Instructions to follow:
The listing below is to be output in its exact form.

Available records:
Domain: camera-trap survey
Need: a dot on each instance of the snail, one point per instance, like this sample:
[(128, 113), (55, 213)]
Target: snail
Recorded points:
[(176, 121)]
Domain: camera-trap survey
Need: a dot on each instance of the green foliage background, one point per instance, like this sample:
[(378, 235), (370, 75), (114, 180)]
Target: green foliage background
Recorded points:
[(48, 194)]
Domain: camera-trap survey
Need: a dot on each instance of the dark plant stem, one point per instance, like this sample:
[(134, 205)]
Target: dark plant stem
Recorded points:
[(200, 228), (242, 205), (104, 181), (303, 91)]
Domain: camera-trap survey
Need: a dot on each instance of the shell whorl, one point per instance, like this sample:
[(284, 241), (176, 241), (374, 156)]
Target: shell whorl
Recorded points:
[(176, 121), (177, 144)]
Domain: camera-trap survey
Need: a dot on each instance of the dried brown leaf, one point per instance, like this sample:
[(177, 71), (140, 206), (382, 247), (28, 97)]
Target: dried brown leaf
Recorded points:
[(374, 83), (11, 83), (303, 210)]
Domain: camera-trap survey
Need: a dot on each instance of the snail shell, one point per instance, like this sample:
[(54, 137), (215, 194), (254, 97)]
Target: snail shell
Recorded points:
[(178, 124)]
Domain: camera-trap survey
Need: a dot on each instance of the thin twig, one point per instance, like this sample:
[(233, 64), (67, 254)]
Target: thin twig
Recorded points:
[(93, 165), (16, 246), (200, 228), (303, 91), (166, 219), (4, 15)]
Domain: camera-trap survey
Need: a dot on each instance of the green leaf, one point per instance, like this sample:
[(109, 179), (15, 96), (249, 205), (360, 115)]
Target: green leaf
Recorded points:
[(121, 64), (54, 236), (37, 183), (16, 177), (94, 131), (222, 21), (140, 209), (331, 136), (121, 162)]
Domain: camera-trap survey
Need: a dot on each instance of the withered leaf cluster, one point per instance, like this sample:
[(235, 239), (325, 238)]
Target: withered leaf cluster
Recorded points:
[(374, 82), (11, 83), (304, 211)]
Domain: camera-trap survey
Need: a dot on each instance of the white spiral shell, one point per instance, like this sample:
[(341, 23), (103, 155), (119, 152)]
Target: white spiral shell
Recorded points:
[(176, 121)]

Exercise answer:
Domain: camera-trap survey
Need: a dot on each instance of the snail, one point per instance, like this sample:
[(128, 113), (55, 213)]
Target: snail
Recorded points:
[(176, 121)]
Domain: camera-trap survey
Need: a dot on each instance of the green foliage background, one point per instance, like this sample:
[(378, 235), (370, 75), (114, 180)]
Target: green foliage background
Recorded points:
[(48, 194)]
Domain: camera-trap survey
Need: a dot on each instance of the dark plant stem, one point per instance, like this sample:
[(134, 205)]
Target: dark plant stem
Recorded points:
[(200, 228), (242, 205), (104, 181), (303, 91)]
Domain: camera-trap survey
Need: a dot on each instance of the shell whorl, one point per instance, like this sample:
[(284, 241), (176, 241), (374, 156)]
Target: shell whorl
Recorded points:
[(176, 121), (177, 144)]
Domain: camera-trap survey
Need: a dot on each instance of the dried brown leaf, one point per instance, like this sample:
[(177, 71), (140, 206), (382, 247), (28, 97)]
Target: dried brown leaf
Recorded points:
[(374, 83), (11, 83), (303, 210)]
Domain: camera-trap survey
Need: a dot on each instance of the snail shell, one point per instance, like this sample:
[(54, 137), (215, 194), (254, 97)]
Target: snail shell
Recorded points:
[(178, 124)]
Domain: camera-trap survey
Need: a dot on each instance of the thin twig, one point per instance, like this sample:
[(233, 64), (67, 254)]
Target: thin twig
Recorded points:
[(93, 165), (16, 246), (200, 228), (303, 91), (166, 219), (4, 15)]
Domain: camera-trap survey
Need: a dot on each instance of the green leaf, one point per instance, like this sample:
[(109, 179), (15, 96), (249, 205), (360, 115)]
Target: green leaf
Recorded points:
[(121, 64), (54, 236), (37, 183), (16, 177), (94, 131), (222, 21), (140, 209), (331, 136), (121, 162)]
Domain: camera-trap survey
Need: a dot on each instance of the withered leaf cluster, one point per instance, like this sample:
[(235, 239), (325, 238)]
Target: withered leaf cluster
Recorded points:
[(374, 82), (11, 83), (304, 211)]
Domain: camera-trap survey
Need: a dot on each instance of the white spiral shell, one point per instance, like this sample:
[(341, 23), (103, 155), (119, 152)]
Target: white spiral shell
Recorded points:
[(176, 121)]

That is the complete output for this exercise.